● **TRECHO DO TEXTO**:
"A Velha Cacimba do Cruzeiro" (Coisas de Pombal)
Eronildo Barbosa |
Por
Eronildo Barbosa da Silva*
Quando criança tive a feliz oportunidade
de conhecer uma Cacimba que havia em Pombal, na Rua Major Saturnino Rodrigues,
no bairro do Cruzeiro, na altura do número 855, perto da empresa que fornece
água potável para a cidade, na época Cagepa, mas, por conta das privatizações,
na grande maioria equivocadas, pode ser que sua denominação seja outra nos dias
de hoje.
As pessoas iam diariamente a essa
Cacimba para buscar água, porque no início dos anos setenta a água potável só
chegava a algumas residências no centro da cidade. A chamada elite da cidade.
Os bairros do Cruzeiro e
É importante esclarecer que a expressiva
maioria das casas e repartições públicas, na década de setenta, era abastecida
de água por aguadores. Consistia o trabalho desses profissionais no transporte
de água, em carroças, com tanque ou latões, puxadas por burro ou jumento. As
carroças desfilavam pelas ruas da cidade derramando pequenos filetes de água.
Os aguadores captavam água no trecho do
Rio Piancó que fica por traz do grande hotel ou no trecho do Rio que passa
próximo a rua de baixo. O liquido chegava às residências sem nenhum tipo de
tratamento.
O único cuidado, quando a dona da casa
estava por perto, era o aguador colocar um pano na boca do pote para evitar que
algum peixe ou mesmo algum detrito maior fosse parar no fundo do pote.
Assim, sem poder pagar pela água, logo
cedo, centenas de pessoas, desses dois bairros, caminhavam em fila indiana em direção
à velha Cacimba, que tinha pouco mais de um metro de profundidade e setenta
centímetros de diâmetro. A água era cristalina e podia se ver a areia no seu
fundo.
A clientela, na sua maioria, era formada
por mulheres. Cada uma trazia uma lata, na cabeça, porém, era possível
encontrar algumas que carregavam um galão, ou seja, duas latas pendurada em uma
madeira que ficava sobre seu ombro.
O ritual de extração não era fácil. O
interessado tinha que se ajoelhar, depois jogar uma corda com uma vasilha amarrada
na ponta, deslizá-la cuidadosamente no fundo da
Cacimba, para depois puxa-la com muito
cuidado para não entornar. Essa operação era realizada varias vezes até que a
sua lata fosse integralmente cheia.
Depois, com o auxilio das amigas, a lata
era posta na cabeça tendo como suporte uma rodilha de pano. A mulher saia se
equilibrando entre as pedras, feliz da vida, em direção a sua residência,
geralmente com uma criança segurando na barra da sua saia. Em muitos casos essa
viagem era feita varias vezes por dia.
Próximo a Cacimba, numa distancia de
três metros, passa a tubulação de água que abastece a cidade. As crianças, o
autor, entre elas, ficavam correndo ou sentadas em cima dos canos, assistindo
as mulheres captarem o liquido, em meio a muita conversa, fofoca, tendo como
fundo sonoro a melodia que só as latas em contato com as outras podem fazer.

(Registros do conjunto de dados de anotação de pontos)

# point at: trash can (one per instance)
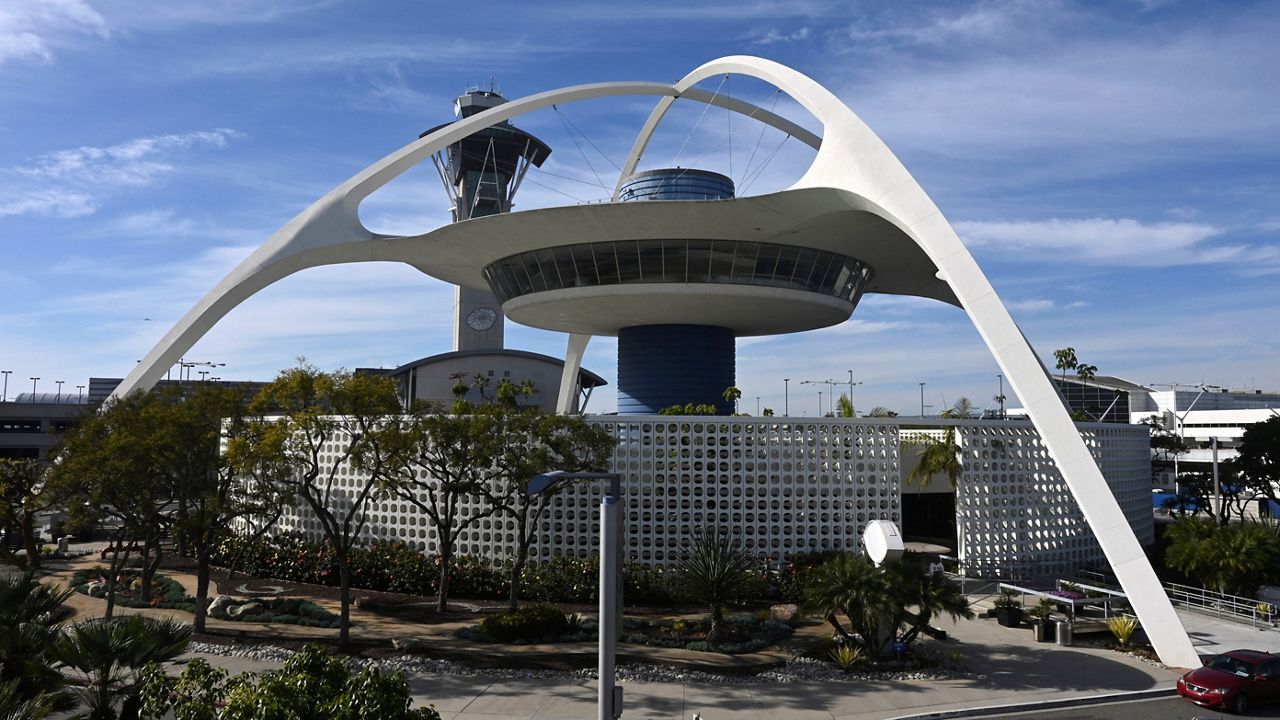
(1064, 633)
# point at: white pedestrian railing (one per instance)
(1226, 606)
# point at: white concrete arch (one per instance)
(850, 159)
(330, 232)
(853, 158)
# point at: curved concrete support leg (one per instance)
(567, 401)
(320, 235)
(854, 159)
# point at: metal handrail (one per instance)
(1258, 614)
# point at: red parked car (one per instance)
(1234, 680)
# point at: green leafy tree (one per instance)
(31, 621)
(1257, 461)
(108, 656)
(937, 458)
(529, 443)
(23, 495)
(716, 570)
(963, 409)
(732, 395)
(440, 461)
(305, 429)
(213, 492)
(1230, 559)
(117, 466)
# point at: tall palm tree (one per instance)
(716, 570)
(929, 595)
(109, 656)
(851, 586)
(31, 620)
(937, 456)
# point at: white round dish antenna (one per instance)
(882, 541)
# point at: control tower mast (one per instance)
(481, 174)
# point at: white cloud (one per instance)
(71, 183)
(1106, 241)
(30, 30)
(1042, 305)
(773, 36)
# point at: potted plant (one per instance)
(1041, 620)
(1009, 609)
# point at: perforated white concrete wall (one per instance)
(799, 486)
(1015, 515)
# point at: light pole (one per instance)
(609, 701)
(853, 409)
(1001, 396)
(1182, 436)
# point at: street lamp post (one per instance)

● **EXERCÍCIOS PROPOSTOS**:
1. Liste, na ordem em que aparecem no texto sobre a velha Cacimba do Cruzeiro, as ações que o interessado precisava realizar no ritual de extração da água.
2. Dê continuidade ao texto sobre a velha Cacimba do Cruzeiro a partir da última frase apresentada.

● **RESPOSTAS DOS EXERCÍCIOS**:
1. Ajoelhar-se; jogar uma corda com uma vasilha amarrada na ponta; deslizá-la cuidadosamente no fundo da Cacimba; puxá-la com muito cuidado para não entornar; repetir a operação várias vezes até que a lata estivesse integralmente cheia.

2.
Tenho muito carinho por essa Cacimba.
Nas vezes em que estive em Pombal tentei fazer uma visita aos seus vestígios,
mas fui desaconselhado por meu irmão, Teté, que mora em Campina Grande, que
insistentemente informava que ela não existia mais.
Na Semana Santa de 2011, quando passava
por essa gloriosa cidade do sertão paraibano, decidi encontrar minha Cacimba
preferida. Parei o carro no Alto do Cruzeiro, em frente à velha cruz, perto da
casa do finado Chico Daniel, um dos mais antigos moradores do bairro e fundador
do grupo Negro dos Pontões.
Sai de casa em casa perguntando se
alguém conhecia o “olho d’água” como era chamada a Cacimba. Depois de percorrer
algumas ruas, sem sucesso, encontrei um senhor que me indicou uma casa onde
poderia ter essa informação.
Andei mais um pouco e cheguei à
residência de Valter Luis, um cabra inteligente e falante, descendente direto
da família Daniel, que, como eu, conheceu e tomou água dessa Cacimba. Os
vestígios da fonte ficam em frente a residência dele.
Fiquei muito alegre quando vi o tubo de
água que andei por sobre ele muitas vezes. Mais feliz ainda quando vi o local
exato da Cacimba, que ainda fornece um pouco de água suficiente para manter bem
regado os arbustos que, como soldados fieis, diferentemente do poder público
municipal, teimam em proteger os escombros da velha fonte.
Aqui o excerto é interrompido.